▶ [Set task]
Copy out the entries below, replacing "one pair per line" with "one pair on each line" and leaving everything else unchanged.

Entries from a dataset:
****

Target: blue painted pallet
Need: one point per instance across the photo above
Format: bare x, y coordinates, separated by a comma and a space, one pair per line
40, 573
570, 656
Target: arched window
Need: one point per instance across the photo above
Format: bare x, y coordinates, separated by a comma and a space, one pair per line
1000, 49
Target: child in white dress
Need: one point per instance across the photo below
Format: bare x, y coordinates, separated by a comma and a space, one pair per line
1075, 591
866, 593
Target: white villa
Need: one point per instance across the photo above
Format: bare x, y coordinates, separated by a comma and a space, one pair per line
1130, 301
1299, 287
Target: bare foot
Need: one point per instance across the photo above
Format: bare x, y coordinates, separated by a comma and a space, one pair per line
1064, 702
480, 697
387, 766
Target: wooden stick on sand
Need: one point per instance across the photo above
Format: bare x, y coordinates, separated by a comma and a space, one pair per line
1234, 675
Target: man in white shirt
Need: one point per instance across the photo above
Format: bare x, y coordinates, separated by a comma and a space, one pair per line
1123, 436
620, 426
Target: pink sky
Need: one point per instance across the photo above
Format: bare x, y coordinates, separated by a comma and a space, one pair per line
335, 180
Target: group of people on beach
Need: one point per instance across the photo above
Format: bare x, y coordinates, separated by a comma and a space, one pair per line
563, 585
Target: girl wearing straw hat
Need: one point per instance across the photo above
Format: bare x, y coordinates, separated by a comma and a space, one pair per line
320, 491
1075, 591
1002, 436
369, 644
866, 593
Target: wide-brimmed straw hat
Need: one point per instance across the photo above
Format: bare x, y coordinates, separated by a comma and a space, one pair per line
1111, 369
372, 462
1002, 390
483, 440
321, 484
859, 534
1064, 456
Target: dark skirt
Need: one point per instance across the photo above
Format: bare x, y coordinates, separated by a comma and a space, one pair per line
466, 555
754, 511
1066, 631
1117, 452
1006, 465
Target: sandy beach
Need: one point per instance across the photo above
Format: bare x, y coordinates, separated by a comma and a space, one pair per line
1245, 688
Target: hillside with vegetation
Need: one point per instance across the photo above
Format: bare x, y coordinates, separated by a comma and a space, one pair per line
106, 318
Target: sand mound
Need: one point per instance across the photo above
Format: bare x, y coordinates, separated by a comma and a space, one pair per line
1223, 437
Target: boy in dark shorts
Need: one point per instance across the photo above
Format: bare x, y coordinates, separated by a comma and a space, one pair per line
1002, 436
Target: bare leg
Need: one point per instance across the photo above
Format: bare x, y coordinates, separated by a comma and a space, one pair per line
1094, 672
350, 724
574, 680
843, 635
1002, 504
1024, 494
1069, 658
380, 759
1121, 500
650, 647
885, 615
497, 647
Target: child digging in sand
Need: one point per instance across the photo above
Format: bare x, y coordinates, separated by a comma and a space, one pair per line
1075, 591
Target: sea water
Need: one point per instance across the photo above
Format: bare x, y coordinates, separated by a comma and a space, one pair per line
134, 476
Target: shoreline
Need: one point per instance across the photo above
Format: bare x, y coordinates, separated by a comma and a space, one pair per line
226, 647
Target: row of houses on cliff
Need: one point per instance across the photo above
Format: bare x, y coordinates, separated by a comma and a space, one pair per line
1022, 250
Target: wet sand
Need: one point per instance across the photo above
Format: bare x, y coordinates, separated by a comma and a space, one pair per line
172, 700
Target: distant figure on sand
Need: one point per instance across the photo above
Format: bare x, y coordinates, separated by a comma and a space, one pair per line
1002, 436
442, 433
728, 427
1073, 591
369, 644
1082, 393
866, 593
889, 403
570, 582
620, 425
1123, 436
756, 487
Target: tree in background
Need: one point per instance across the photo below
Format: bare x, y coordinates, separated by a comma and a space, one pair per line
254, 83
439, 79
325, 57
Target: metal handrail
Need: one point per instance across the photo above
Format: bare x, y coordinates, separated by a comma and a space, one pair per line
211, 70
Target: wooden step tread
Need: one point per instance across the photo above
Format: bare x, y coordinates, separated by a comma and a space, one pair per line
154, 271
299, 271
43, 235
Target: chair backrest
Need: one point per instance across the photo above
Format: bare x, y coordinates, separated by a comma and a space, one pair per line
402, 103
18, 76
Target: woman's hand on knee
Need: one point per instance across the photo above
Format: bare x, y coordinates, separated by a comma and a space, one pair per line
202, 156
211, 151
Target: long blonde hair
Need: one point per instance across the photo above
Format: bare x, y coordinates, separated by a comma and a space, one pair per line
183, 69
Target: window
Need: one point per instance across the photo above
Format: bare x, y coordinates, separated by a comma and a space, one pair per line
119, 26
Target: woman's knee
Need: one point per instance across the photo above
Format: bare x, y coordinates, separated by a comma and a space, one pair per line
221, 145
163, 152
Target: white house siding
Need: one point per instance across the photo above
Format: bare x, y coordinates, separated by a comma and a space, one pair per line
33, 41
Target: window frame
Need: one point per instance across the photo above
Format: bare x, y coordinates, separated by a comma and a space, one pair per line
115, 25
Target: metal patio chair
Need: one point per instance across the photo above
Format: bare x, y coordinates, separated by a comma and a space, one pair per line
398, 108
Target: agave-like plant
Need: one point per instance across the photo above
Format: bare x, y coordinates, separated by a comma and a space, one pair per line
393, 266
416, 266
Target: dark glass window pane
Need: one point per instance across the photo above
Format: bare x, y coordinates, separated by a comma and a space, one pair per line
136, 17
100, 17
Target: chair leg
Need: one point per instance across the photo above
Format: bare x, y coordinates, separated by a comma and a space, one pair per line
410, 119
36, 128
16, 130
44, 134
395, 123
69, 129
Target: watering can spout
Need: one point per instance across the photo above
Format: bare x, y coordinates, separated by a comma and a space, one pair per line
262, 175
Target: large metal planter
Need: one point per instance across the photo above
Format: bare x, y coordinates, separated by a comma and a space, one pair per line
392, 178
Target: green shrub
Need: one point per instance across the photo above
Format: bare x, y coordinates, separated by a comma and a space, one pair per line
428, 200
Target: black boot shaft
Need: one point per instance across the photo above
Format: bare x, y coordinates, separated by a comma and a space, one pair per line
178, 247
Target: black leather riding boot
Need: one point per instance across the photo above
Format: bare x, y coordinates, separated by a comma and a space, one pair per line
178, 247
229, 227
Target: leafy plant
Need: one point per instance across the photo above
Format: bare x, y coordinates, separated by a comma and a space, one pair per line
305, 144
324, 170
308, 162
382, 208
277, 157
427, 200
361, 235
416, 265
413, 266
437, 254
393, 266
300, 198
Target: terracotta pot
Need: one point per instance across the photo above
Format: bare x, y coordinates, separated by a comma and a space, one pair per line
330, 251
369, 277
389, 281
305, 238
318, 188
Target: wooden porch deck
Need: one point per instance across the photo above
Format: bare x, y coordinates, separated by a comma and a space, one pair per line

****

▶ [Written response]
Target: blue painted pallet
Need: one point per instance across the photo above
Format: bare x, y coordinates, separated by a comma and a space, one pair on each line
40, 573
570, 656
Target: arched window
Need: one point per instance across the photo above
Format: bare x, y coordinates, separated by a comma and a space, one pair on each line
1000, 49
Target: child in white dress
Need: one point per instance across the photo below
Format: bare x, y coordinates, separated by a comma and a space, one pair on each line
1075, 591
866, 593
Target: white villa
Need: one point per instance across the photo above
Format: bare x, y coordinates, separated by a comma and a space, one pair on each line
1130, 301
1299, 287
Target: bare foot
Need: one point per instance across the photo above
Format: bare x, y coordinates, separated by a comma and a space, one pair on each line
1064, 702
480, 697
387, 766
Target: wooden stick on sand
Need: one point per instance across the photo above
Format: bare x, y coordinates, separated by a comma and a space, one pair on each line
1234, 675
Target: man in white shirt
Need: one point per instance across the photo above
Format: bare x, y coordinates, separated by a comma and a space, one pair on each line
1123, 436
620, 426
Target: pink sky
Need: one point per instance across the photo above
Format: bare x, y coordinates, separated by a comma and a space, one pair on each line
335, 180
Target: group of people on beach
Need: one point per instance across the photo above
Format: bare x, y coordinates, separated by a comma and a space, one pair on each line
563, 585
Target: girl wearing straw hat
Need: one point per instance across the photo above
Format: bare x, y coordinates, separated by a comma and a space, one pair on each line
320, 491
1075, 591
1002, 436
369, 644
866, 593
Target: wide-brimmed straw hat
Need: one point per instance across the photo above
Format: bare x, y coordinates, separated by a comma and a space, one pair on each line
1111, 369
372, 462
1002, 390
483, 440
321, 484
859, 534
1064, 456
Target: dark skirt
Need: one point per instance across the photo above
Format: bare x, y coordinates, separated by a comma and a space, one pair on each line
466, 555
754, 511
1066, 631
1117, 452
1006, 465
Target: sandy beach
Need: one point per instance across the photo above
Format: bare x, y coordinates, separated by a comma and a space, one pair on each line
1245, 688
Target: hillside with vegetation
Need: one point per instance across the photo above
Format: bare x, y coordinates, separated by a comma and a space, one pair on each line
106, 318
Target: sand mound
Need: one point per instance across the photo above
Format: bare x, y coordinates, separated by a comma and a space, one pair on each line
1223, 437
Target: boy in dark shorts
Need: one point per instance across the photo above
Format: bare x, y coordinates, separated by a comma and a space, one pair on each line
1002, 436
Target: bare leg
Need: one point per instance across the photo above
Format: bare x, y coordinates, separated by a comma and a space, one pair on each line
1094, 672
350, 724
574, 680
843, 635
1002, 504
1024, 494
1069, 658
380, 759
1121, 500
650, 647
885, 615
497, 647
Target: child digging in sand
Need: one point per instance across the photo above
Format: bare x, y coordinates, separated by a comma and a space, one pair on each line
1075, 591
Target: sea water
Need: one point per instance across the photo above
Format: bare x, y coordinates, separated by a comma and a space, one pair on each line
134, 476
Target: shoreline
Need: one point per instance across the photo above
Format: bare x, y coordinates, separated by a comma and a space, one pair on each line
226, 647
Target: row of houses on cliff
Need: one point per instance across the photo above
Format: bare x, y coordinates, separated by a comma and a space, one pair on each line
1022, 250
Target: wet sand
Need: one point per instance across the photo above
Format: bare x, y coordinates, separated by a comma and a space, one pair on each line
172, 700
Target: distant figure on sand
Need: one point per instance across the photo above
Format: bare x, y coordinates, separated by a comma and a space, one pair on each line
1002, 436
442, 433
728, 427
1073, 591
369, 644
1082, 393
866, 593
889, 403
570, 582
620, 425
1123, 436
756, 487
Target: tree in background
Need: one point per instance across the photo below
Format: bare x, y coordinates, separated by a comma and a space, one pair on each line
254, 83
439, 79
325, 57
Target: metal handrail
Need: one point per instance across the photo above
Format: bare x, y coordinates, separated by a comma and a space, one pair on each line
211, 70
Target: wooden step tread
Need: one point per instance across the photo above
Format: bare x, y coordinates, separated by a comma and a space, one pair on each line
154, 271
299, 271
43, 235
Target: chair backrest
Need: one point per instance across the photo above
Format: bare x, y coordinates, separated by a comma and a space, one pair on each line
402, 103
18, 76
Target: woman's hand on knee
Need: one point per instance across the photo above
Format: bare x, y coordinates, separated by a comma and a space, one pair on each line
202, 156
211, 151
Target: long blonde hair
Need: one point per instance across the photo above
Format: bare x, y coordinates, separated by a comma and a space, one pair on each line
183, 69
Target: window
Need: one point per instance across the photo above
Format: bare x, y coordinates, separated by a comma and a space, one pair on each line
119, 26
Target: woman's knee
Need: one point per instance across the photo above
Format: bare x, y coordinates, separated by a comma and a space, one pair on each line
221, 145
163, 152
Target: white house siding
Need: one point per instance across the photo above
Format: bare x, y coordinates, separated by a comma and a space, one pair on each line
33, 41
Target: window frame
Need: one point per instance across the photo above
Format: bare x, y coordinates, separated by a comma and a space, one pair on each line
115, 25
Target: metal patio chair
Need: one point per instance across the photo above
Format: bare x, y coordinates, separated by a comma and a space, one pair on each line
398, 108
Target: agave-like plant
Need: one point per instance across the photo above
Format: bare x, y coordinates, separated by a comma and a space, one pair on each line
393, 266
416, 266
Target: dark glass window pane
Need: one point per instance across the photo above
Format: bare x, y coordinates, separated by a comma and a space, one pair on each line
136, 17
100, 17
Target: chair leg
Need: one point per instance across the photo above
Format: bare x, y coordinates, separated by a comma and a space, one pair on each line
410, 119
36, 128
16, 130
44, 134
395, 123
69, 129
Target: watering can spout
Need: one point per instance across the photo above
Format: bare x, y coordinates, separated by a comma and a space, one pair on each line
262, 175
Target: large metal planter
Need: one point per instance across the photo above
Format: bare x, y coordinates, separated by a comma and a space, one pair on each line
392, 178
Target: green shrub
Need: one point per instance across the photo above
Format: bare x, y coordinates, separated by a comma and a space, one pair on each line
428, 200
Target: black boot shaft
Need: one point per instance across the photo above
Format: bare x, y coordinates, separated by a comma and a space, one pair on each line
178, 247
Target: black leather riding boot
Need: one point per instance across the photo above
Format: bare x, y coordinates, separated by a comma and a space, one pair on each line
178, 247
229, 227
Target: leafy plant
Need: one point per instance across the photo above
Format: bare x, y coordinates, separated by a comma and a space, one pair on each line
305, 144
324, 170
308, 162
382, 208
277, 157
427, 200
361, 235
416, 265
413, 266
437, 254
393, 266
300, 198
Target: terracotta pot
Need: one point per instance across the photo above
Format: bare x, y coordinates, separated by a comma and a space, one pair on each line
330, 251
369, 277
389, 281
305, 238
318, 188
Target: wooden porch deck
Need: one point per instance across the photo above
Format: bare x, y coordinates, separated by a comma and a space, one pair on each line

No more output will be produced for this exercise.